INSTRUCTIONS TO FOLLOW: Return verbatim the portion of the material below that starts at the line containing "the gap between" and ends at its last line.

DATASET EXCERPTS:

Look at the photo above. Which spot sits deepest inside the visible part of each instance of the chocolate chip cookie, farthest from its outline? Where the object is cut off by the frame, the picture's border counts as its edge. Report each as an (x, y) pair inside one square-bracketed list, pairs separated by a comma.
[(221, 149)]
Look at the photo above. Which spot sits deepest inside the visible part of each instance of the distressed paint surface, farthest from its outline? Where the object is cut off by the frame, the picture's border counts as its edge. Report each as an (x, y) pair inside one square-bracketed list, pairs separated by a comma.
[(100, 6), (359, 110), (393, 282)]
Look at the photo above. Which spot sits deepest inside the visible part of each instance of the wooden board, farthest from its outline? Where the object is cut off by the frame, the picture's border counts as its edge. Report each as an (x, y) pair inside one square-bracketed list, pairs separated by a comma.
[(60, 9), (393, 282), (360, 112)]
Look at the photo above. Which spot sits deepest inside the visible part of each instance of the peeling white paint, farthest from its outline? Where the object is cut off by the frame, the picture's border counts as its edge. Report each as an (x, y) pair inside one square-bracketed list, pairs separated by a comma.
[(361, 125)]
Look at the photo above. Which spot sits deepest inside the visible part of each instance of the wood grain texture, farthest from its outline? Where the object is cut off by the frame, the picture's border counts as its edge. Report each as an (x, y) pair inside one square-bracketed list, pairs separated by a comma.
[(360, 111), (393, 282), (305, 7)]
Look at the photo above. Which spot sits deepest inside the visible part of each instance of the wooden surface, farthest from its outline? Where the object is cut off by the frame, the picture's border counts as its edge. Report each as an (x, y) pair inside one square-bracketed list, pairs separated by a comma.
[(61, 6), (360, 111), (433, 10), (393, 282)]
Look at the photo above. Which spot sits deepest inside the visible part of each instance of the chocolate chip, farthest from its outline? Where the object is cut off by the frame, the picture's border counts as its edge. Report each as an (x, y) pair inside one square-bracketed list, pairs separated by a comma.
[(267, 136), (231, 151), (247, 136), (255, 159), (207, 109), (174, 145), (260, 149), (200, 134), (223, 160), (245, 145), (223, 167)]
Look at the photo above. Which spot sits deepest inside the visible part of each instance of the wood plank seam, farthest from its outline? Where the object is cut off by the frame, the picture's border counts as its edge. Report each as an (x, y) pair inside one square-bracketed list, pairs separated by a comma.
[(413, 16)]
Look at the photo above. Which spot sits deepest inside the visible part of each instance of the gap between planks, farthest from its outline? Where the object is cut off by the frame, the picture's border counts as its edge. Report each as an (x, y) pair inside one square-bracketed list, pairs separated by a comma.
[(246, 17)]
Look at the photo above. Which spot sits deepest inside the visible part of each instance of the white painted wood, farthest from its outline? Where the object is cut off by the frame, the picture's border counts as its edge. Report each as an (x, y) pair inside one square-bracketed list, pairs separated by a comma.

FINISHED EXERCISE:
Look at the photo above. Which spot sits deepest inside the visible part of each instance of the gap between planks, farthest from its outline? Where the object is cut off by the frame, the picture's border counts as its edge. Report each as an (x, y) pair inside one square-bracketed list, pairs separated by a comma.
[(246, 17)]
Look at the photo above. Which spot sits deepest inside the visible part of each instance of the white painted wood, farthest from its outline? Where the object is cut off by the frame, the picture's border counts as its edge. Report each as an (x, y) pair inside one square-bracketed list, pairs separated by a comma.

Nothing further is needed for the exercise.